• _Exercise details_: Please read the records below and return each line holding the string "white".

══ Excerpted records

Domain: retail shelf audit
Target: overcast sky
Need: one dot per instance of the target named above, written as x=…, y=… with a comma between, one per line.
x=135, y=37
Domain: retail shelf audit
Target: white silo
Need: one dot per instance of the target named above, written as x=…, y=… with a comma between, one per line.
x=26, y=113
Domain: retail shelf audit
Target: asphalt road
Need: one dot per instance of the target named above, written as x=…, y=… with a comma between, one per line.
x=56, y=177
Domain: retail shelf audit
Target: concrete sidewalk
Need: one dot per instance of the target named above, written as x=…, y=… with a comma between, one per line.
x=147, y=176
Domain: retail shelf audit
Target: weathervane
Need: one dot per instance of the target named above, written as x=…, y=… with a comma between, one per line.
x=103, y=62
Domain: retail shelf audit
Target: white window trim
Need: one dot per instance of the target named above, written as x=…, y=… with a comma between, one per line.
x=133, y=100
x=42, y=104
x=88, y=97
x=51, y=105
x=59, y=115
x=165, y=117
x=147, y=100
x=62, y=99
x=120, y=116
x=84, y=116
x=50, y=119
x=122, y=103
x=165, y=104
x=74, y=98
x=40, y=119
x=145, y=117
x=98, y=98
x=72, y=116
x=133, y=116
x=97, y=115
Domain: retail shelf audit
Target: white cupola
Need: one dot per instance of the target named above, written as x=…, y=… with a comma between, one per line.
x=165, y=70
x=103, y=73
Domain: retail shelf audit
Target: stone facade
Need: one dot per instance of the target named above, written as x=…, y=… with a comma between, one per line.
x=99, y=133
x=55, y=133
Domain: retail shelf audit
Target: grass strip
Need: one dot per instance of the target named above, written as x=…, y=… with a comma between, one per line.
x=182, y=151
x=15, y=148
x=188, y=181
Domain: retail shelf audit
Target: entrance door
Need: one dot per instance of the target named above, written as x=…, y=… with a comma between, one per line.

════

• _Your solution_:
Target: white silo
Target: white window trim
Target: white cupola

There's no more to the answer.